Start SUPPLIED DATA

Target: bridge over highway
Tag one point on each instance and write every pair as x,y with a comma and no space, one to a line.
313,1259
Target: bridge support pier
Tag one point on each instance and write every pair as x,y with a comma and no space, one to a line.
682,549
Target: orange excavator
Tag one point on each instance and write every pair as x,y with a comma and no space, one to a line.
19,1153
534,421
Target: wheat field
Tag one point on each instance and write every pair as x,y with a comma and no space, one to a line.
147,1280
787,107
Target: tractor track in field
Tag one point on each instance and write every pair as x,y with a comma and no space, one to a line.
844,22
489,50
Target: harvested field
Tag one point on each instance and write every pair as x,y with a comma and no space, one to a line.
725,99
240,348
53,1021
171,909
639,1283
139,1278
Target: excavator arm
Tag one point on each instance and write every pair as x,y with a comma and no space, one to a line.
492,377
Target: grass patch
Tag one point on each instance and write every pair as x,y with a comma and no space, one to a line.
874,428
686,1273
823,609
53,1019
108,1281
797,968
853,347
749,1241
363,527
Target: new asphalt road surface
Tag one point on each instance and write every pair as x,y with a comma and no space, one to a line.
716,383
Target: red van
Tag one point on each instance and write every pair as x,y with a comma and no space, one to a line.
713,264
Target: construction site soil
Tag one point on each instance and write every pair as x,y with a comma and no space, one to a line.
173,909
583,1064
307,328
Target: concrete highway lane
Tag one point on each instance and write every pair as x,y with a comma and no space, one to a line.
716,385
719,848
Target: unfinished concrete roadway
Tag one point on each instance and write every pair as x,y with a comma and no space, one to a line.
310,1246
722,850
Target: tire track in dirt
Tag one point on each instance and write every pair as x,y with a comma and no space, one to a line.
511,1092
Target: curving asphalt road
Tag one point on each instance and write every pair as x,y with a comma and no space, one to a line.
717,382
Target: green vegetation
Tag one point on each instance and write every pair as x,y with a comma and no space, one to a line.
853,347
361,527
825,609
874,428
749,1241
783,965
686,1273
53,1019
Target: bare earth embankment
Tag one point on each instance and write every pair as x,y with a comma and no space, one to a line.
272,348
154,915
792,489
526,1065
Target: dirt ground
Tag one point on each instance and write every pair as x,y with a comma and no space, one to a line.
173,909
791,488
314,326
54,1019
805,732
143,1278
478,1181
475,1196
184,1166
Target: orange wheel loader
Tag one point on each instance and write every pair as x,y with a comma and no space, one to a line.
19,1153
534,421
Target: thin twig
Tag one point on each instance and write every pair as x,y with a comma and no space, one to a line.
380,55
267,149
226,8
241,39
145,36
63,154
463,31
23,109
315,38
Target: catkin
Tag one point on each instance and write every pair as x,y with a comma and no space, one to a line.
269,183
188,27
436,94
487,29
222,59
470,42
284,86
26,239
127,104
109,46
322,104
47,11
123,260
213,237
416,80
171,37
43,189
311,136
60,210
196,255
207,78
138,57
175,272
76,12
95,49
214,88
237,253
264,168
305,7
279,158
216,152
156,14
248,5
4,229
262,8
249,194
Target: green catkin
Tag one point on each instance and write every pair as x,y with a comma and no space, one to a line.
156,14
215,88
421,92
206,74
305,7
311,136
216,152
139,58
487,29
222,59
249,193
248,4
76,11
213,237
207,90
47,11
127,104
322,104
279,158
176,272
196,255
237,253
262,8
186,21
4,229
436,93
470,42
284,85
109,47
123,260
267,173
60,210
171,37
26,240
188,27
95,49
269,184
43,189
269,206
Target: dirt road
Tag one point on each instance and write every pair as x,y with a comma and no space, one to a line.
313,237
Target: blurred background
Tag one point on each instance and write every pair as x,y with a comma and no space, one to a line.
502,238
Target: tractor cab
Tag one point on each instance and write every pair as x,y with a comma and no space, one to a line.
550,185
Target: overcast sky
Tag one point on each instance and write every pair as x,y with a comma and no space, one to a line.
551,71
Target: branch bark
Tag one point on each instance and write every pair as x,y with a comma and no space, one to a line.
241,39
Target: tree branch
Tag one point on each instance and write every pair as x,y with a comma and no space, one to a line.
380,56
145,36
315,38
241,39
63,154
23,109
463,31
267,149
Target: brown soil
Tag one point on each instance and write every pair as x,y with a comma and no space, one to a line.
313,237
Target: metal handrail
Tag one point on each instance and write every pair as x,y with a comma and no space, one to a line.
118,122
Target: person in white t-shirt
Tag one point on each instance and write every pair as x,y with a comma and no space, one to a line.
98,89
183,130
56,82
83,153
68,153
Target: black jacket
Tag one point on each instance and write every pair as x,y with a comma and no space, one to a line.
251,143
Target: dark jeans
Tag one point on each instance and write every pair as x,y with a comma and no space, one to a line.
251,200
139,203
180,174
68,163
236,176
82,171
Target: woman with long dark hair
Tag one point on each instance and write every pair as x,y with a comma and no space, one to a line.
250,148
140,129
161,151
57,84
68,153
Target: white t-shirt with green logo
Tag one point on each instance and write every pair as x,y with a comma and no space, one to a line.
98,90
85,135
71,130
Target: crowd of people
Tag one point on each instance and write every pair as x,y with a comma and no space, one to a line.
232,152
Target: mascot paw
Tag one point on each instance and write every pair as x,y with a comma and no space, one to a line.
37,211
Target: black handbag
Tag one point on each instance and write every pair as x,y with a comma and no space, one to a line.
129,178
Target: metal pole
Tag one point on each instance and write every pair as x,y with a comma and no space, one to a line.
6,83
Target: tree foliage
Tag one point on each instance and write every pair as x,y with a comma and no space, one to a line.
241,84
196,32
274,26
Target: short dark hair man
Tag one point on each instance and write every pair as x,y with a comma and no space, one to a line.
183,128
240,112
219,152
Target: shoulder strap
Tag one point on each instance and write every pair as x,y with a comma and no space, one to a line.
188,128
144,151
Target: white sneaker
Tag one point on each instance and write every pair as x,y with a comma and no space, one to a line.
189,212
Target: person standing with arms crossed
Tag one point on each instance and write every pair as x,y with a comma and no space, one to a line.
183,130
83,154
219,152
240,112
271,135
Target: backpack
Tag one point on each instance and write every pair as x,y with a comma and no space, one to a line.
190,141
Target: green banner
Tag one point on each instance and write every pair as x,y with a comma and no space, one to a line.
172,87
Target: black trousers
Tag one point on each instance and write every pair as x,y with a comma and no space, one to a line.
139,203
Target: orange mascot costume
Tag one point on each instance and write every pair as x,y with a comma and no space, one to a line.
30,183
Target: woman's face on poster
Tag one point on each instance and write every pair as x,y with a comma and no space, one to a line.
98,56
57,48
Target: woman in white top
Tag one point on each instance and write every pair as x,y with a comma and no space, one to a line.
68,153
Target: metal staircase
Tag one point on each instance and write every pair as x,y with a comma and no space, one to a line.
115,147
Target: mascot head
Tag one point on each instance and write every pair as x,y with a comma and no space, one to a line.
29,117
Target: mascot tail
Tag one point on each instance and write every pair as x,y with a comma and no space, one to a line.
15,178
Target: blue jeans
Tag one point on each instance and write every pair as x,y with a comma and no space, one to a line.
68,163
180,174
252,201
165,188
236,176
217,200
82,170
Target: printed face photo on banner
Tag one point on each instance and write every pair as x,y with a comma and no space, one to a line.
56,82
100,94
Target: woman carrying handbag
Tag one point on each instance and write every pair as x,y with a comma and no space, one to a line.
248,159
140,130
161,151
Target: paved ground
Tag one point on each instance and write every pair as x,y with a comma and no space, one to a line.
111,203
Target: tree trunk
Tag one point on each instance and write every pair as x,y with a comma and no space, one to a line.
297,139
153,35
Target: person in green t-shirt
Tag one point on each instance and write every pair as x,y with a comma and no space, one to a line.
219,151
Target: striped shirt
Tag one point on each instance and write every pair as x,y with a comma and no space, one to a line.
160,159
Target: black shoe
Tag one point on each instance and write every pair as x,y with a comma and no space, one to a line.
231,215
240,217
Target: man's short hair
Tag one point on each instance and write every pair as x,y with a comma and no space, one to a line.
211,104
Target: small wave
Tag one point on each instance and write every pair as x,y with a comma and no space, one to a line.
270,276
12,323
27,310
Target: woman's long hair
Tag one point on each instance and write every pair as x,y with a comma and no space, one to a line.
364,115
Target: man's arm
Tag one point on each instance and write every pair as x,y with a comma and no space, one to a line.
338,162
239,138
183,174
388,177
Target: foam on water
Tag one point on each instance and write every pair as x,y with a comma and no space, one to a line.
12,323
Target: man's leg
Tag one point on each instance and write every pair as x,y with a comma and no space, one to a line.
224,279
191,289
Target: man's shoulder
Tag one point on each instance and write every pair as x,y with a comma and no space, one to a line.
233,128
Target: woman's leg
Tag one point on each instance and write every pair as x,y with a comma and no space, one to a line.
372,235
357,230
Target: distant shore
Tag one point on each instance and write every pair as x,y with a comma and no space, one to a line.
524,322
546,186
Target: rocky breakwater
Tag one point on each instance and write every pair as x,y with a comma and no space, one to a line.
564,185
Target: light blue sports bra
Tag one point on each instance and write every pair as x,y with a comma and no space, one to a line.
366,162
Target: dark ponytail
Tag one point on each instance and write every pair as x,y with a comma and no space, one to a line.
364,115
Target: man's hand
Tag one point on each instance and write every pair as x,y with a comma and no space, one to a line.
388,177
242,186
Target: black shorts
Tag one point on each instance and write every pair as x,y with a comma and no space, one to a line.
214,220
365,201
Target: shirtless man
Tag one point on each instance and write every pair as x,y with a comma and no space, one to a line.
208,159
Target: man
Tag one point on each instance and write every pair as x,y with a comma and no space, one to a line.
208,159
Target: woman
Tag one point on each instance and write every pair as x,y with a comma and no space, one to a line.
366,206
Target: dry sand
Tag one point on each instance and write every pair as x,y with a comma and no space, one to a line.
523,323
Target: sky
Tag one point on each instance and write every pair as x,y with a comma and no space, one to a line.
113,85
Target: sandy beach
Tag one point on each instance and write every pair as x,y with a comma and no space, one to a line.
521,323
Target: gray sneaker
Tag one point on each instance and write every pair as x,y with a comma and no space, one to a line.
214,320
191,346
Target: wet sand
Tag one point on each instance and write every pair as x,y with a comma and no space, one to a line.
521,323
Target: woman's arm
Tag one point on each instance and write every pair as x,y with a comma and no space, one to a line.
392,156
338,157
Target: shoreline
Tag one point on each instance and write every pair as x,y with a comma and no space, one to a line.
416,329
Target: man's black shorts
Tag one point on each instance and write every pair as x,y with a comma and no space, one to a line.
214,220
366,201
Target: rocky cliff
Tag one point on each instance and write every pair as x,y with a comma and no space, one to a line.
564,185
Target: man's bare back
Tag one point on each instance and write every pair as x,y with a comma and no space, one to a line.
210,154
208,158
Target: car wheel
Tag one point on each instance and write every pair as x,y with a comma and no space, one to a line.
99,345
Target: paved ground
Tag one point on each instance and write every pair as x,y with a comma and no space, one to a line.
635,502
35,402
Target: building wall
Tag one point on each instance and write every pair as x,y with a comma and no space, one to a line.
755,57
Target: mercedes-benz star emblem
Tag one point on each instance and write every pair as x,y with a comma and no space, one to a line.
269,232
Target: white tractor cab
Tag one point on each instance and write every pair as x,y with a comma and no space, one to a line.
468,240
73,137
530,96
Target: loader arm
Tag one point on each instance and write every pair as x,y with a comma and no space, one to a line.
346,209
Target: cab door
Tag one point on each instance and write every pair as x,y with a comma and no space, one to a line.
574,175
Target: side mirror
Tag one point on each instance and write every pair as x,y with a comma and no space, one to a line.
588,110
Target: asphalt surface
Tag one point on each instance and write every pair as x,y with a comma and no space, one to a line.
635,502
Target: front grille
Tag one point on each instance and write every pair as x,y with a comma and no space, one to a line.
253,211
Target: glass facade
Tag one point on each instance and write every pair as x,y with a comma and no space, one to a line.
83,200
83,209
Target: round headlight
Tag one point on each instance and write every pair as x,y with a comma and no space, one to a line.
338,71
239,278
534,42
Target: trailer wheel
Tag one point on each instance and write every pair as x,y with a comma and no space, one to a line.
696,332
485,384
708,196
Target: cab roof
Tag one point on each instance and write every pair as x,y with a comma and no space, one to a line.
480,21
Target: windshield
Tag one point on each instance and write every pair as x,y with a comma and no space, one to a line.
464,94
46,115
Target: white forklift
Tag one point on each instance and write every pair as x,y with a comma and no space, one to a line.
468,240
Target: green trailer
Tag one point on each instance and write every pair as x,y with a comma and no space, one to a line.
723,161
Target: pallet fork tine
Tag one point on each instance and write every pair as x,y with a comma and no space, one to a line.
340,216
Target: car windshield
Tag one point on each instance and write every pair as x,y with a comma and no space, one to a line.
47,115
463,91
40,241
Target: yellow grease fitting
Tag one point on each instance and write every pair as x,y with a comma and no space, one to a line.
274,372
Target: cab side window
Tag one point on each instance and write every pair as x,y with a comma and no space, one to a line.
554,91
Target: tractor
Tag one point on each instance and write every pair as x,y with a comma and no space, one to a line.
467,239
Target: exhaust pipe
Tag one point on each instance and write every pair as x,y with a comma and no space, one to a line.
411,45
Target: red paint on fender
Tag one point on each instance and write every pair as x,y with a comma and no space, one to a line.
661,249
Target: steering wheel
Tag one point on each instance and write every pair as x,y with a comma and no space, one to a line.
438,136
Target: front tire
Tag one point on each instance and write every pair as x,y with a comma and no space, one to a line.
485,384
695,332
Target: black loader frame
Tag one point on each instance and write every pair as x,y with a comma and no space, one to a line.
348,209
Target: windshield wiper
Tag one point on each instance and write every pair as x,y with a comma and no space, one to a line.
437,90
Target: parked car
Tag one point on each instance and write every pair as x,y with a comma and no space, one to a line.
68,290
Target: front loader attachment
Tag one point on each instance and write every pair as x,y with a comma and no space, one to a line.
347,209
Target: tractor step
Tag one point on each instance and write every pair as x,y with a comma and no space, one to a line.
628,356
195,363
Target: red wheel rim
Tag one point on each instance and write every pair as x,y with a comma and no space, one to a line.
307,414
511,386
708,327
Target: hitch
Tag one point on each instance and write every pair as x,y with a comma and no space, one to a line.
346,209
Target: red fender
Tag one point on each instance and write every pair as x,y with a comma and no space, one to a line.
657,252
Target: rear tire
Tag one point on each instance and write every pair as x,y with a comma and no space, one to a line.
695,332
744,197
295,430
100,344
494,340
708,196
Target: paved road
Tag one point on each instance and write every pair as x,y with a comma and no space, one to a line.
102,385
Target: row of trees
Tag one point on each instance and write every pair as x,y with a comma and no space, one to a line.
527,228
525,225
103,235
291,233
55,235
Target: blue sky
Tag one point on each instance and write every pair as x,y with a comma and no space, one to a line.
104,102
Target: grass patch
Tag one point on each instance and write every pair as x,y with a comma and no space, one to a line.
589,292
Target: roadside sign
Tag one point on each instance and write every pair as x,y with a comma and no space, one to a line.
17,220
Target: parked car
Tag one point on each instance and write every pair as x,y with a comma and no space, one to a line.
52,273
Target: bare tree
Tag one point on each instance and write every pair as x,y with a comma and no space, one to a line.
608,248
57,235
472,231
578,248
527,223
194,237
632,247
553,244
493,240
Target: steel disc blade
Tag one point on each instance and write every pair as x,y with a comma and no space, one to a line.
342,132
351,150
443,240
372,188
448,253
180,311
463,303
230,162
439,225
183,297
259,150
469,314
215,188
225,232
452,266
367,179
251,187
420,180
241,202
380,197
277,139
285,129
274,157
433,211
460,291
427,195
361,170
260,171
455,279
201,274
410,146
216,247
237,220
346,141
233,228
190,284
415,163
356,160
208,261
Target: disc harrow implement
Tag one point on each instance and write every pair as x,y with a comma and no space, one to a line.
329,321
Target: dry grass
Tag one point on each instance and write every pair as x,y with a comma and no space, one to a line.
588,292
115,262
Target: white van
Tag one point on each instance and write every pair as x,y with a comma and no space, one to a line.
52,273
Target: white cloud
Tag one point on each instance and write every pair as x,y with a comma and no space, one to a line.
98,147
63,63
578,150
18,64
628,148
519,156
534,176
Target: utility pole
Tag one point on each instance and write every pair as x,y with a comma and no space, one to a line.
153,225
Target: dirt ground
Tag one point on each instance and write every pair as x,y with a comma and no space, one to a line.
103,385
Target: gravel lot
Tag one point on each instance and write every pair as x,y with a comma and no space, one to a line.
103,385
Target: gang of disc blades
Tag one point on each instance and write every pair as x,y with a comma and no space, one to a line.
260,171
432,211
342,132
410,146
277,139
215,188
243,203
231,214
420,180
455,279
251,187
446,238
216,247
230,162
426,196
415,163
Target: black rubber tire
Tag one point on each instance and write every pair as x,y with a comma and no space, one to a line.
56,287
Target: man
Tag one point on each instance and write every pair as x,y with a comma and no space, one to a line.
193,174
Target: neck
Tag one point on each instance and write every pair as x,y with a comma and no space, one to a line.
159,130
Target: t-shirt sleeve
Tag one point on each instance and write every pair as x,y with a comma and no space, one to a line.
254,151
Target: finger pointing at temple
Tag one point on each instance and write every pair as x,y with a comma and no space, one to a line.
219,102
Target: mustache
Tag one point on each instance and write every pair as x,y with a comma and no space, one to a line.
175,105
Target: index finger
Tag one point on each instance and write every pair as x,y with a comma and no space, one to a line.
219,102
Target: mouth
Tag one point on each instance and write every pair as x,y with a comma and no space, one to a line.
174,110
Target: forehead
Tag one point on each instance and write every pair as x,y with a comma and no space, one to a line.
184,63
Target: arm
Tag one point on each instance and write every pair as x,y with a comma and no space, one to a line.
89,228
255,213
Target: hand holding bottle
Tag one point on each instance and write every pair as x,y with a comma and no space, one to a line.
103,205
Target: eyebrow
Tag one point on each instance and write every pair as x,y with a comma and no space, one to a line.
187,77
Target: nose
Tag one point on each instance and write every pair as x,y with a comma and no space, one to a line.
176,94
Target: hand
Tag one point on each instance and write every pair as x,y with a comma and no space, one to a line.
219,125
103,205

End SUPPLIED DATA

INSTRUCTIONS TO FOLLOW:
Return the lines above, from the one containing "Target: mouth" to the end, exactly as they stand.

FULL OUTPUT:
Target: mouth
Tag one point on each instance and write every pair as x,y with a comma and no space, one to a line.
174,110
Target: forehead
Tag one point on each instance and write every pair as x,y with a comma and no space, one to a line.
184,63
Target: arm
Tag one point on each instance and write every pair as x,y with a comma and no space, one to a line.
89,228
255,213
Target: hand holding bottle
Tag one point on each instance and write every pair as x,y with a comma and no space, one to a line.
103,205
Target: eyebrow
Tag one point on each instance and write every pair as x,y with a comma and no space, one to a line.
187,77
Target: nose
Tag one point on each instance and write every pair as x,y with a comma and no space, one to a line.
176,94
Target: hand
Tag one point on each instance and write every pair as x,y with a comma and no space, one to a line.
219,125
103,205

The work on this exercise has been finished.